Find each line in the rows below that contains the string "floral", and copy those lines. Matching is case-sensitive.

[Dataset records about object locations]
»»

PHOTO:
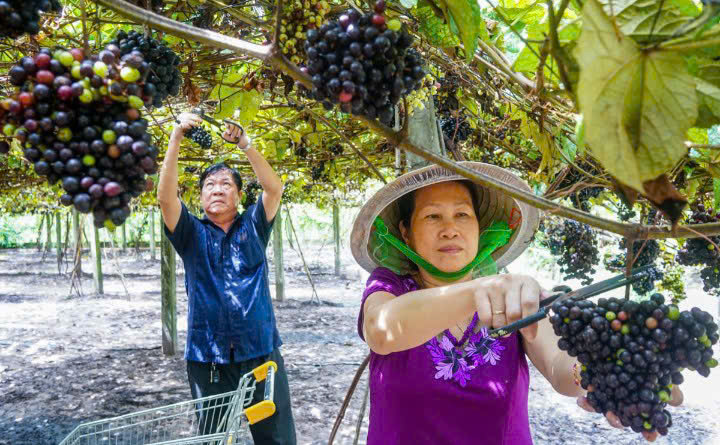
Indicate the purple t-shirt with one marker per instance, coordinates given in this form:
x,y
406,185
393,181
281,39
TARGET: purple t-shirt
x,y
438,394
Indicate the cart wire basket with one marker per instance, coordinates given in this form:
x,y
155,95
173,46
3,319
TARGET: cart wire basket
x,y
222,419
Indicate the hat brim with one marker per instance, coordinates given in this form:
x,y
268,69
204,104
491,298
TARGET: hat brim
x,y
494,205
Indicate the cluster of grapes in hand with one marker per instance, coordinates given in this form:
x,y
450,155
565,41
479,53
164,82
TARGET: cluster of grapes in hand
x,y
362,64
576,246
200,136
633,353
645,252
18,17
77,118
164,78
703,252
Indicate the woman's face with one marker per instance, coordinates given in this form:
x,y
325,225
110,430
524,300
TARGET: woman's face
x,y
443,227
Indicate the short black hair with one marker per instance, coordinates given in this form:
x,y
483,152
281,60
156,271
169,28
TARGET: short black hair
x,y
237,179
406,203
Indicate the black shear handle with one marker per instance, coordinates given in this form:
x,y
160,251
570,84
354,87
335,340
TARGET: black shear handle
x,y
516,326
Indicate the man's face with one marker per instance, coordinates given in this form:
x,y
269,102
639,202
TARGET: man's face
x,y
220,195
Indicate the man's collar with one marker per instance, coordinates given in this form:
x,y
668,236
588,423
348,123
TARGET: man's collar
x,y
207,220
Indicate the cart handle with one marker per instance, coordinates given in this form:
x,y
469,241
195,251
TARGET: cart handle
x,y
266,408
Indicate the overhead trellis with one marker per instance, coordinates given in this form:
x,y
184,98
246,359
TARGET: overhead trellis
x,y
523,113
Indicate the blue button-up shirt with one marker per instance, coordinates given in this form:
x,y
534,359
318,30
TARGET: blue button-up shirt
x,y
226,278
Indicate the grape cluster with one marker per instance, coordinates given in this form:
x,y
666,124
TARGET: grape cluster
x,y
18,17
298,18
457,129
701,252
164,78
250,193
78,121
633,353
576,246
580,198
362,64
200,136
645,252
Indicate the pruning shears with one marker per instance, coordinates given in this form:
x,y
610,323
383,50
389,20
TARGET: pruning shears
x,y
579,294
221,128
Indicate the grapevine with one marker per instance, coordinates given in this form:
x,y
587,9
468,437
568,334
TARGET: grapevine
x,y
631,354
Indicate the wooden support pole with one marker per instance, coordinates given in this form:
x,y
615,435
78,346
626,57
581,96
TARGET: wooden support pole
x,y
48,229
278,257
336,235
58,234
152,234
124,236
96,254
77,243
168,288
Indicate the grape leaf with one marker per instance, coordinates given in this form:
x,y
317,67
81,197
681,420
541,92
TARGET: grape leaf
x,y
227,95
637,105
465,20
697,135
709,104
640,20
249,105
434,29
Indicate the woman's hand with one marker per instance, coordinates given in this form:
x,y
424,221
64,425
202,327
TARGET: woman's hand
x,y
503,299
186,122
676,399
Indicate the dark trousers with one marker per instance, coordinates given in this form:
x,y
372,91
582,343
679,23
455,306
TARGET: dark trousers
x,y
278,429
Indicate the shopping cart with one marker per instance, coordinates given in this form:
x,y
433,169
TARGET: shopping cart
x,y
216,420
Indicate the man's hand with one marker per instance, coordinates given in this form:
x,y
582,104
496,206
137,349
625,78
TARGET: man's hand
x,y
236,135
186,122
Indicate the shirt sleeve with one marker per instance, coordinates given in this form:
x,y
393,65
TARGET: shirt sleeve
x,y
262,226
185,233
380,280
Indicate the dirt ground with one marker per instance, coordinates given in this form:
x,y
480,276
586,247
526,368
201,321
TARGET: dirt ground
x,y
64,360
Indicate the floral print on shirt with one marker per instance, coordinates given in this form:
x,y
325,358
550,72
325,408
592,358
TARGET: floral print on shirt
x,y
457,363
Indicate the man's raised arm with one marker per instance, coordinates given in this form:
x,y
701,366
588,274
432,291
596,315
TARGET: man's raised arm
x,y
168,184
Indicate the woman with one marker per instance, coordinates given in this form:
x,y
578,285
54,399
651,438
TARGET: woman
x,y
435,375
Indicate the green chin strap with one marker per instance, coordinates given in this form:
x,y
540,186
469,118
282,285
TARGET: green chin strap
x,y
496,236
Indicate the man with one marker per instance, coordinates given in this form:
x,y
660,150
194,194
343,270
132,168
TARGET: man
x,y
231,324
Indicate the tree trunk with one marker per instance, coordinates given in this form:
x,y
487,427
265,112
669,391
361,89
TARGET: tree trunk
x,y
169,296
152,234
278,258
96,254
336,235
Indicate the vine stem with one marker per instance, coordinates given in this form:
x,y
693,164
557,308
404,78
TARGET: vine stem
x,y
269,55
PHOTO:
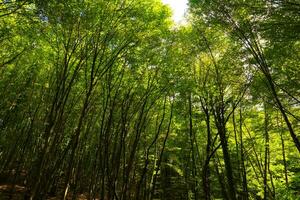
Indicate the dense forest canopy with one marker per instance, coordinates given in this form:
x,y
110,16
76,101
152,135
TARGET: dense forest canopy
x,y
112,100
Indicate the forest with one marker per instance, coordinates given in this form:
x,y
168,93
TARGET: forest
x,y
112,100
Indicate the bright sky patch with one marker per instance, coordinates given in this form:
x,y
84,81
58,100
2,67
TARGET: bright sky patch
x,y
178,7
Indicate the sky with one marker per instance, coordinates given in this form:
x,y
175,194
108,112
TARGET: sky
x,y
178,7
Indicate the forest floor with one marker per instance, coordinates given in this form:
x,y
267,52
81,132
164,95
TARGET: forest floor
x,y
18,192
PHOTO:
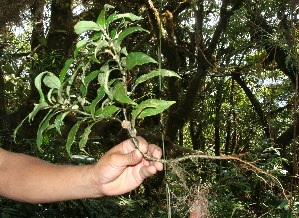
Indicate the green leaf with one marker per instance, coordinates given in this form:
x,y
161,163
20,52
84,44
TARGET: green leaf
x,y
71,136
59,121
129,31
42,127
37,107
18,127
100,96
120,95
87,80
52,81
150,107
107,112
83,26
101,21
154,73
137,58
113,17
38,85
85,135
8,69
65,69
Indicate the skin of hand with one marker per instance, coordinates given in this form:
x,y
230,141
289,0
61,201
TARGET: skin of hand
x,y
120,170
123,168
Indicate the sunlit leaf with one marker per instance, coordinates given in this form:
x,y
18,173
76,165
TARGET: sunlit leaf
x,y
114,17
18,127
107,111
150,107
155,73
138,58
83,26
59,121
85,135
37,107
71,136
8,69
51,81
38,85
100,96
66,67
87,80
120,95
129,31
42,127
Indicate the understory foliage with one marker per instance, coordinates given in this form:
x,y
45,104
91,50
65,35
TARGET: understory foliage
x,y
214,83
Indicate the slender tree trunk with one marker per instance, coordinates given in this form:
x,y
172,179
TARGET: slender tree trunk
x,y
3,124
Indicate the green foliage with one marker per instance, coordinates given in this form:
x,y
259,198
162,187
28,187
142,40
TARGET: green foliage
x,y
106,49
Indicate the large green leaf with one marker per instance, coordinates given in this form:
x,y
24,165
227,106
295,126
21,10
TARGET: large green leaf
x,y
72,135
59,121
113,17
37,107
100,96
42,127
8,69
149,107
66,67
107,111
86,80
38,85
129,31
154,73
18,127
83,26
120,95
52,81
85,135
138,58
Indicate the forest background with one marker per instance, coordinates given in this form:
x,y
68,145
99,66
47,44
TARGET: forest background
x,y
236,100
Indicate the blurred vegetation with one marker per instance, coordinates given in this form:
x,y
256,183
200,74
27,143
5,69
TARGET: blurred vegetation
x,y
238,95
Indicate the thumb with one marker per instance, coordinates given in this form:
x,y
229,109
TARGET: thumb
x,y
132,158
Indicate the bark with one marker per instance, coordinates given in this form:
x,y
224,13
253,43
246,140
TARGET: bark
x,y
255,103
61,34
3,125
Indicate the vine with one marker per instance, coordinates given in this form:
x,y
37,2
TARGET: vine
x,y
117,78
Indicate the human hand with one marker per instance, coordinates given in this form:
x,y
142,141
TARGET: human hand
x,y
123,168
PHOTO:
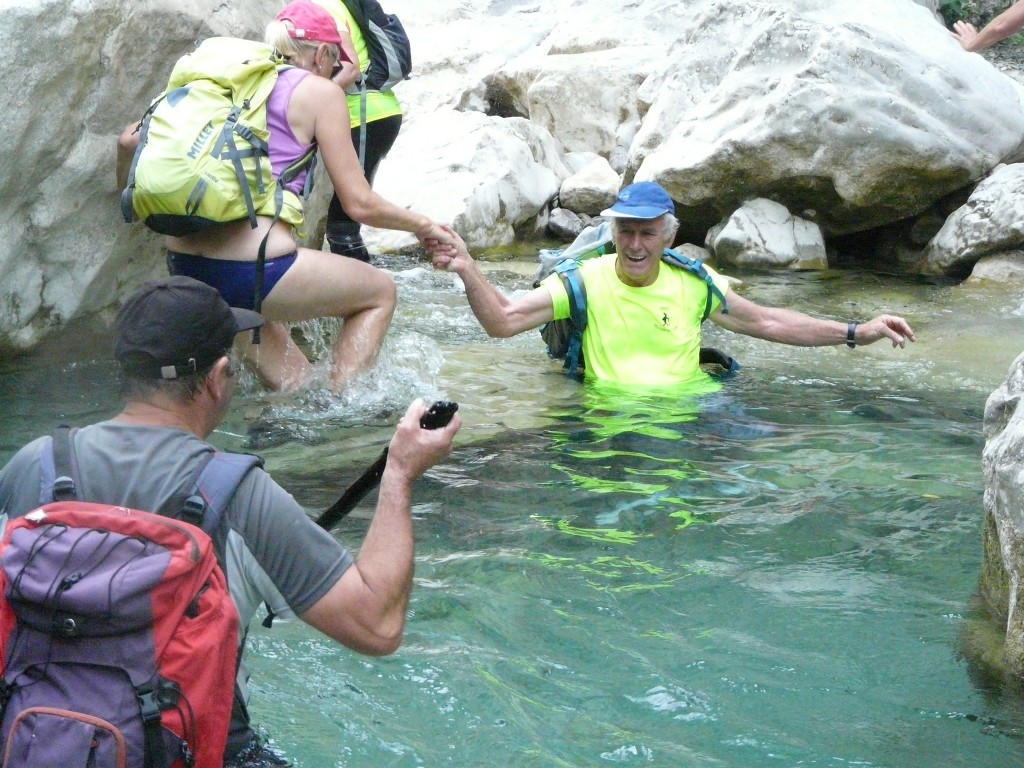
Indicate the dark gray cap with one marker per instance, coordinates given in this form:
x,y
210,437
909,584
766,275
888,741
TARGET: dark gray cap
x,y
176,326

««
»»

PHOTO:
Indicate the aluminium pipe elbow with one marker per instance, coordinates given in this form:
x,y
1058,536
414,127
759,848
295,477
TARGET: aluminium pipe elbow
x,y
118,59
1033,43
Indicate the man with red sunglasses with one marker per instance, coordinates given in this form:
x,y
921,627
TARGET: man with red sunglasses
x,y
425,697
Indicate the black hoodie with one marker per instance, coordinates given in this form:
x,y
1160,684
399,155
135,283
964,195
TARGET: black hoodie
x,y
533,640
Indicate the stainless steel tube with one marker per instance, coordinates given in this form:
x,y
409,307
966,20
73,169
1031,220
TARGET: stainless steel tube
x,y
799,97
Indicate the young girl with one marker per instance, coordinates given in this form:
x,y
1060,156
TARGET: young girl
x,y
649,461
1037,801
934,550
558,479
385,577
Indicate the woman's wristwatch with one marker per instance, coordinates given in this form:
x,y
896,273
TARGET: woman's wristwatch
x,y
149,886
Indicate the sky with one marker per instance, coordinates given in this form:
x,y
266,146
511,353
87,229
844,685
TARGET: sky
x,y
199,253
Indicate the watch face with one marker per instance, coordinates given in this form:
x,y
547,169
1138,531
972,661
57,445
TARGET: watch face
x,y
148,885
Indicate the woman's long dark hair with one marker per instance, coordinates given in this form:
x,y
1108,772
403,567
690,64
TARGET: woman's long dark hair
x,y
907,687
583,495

««

*TASK RESPONSE*.
Indicate the floral print on shirt with one marker per instance, coordinates given in this form:
TARGET: floral print on shirt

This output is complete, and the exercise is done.